- [TASK DETAILS]: Identify every line in the material below that contains the string "cloudy", and copy each of those lines. The match is case-sensitive.

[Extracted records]
★ ★ ★ ★ ★

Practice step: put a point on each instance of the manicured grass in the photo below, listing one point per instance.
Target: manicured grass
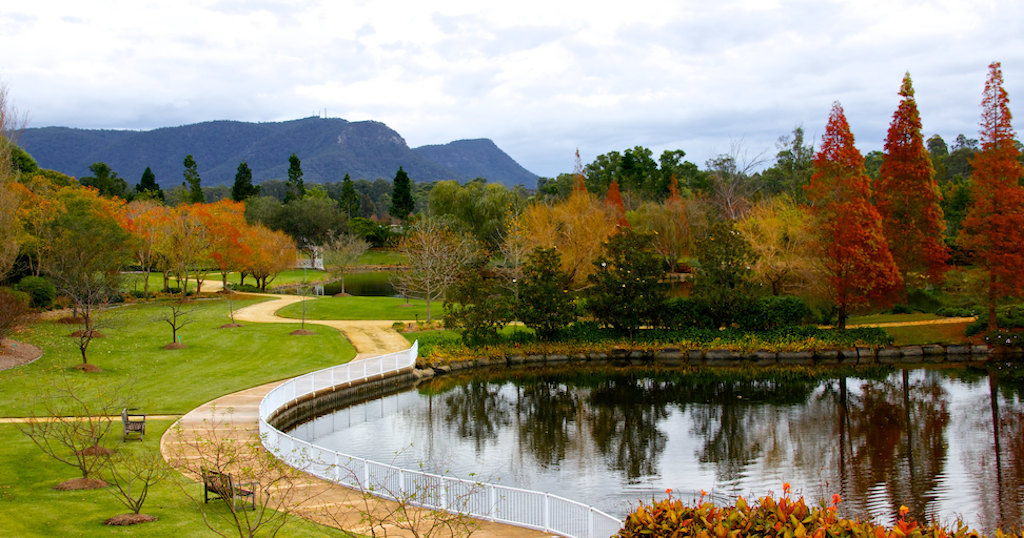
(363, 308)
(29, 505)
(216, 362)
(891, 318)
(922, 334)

★ ★ ★ ★ ★

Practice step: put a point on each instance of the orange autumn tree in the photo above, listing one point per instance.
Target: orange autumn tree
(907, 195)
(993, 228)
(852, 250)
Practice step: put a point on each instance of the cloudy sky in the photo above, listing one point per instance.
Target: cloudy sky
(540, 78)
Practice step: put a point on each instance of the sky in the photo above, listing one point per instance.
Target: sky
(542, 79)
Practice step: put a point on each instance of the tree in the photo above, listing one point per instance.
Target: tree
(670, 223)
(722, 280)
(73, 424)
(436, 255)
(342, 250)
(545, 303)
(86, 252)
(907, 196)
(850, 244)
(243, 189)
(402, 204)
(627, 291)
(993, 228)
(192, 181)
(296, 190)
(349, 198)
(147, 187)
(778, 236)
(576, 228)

★ ★ ★ ★ ★

- [TASK RESULT]:
Practice step: put a point on each instance of the cloudy sky in the photo above, listing one point per instance.
Target: cloudy sky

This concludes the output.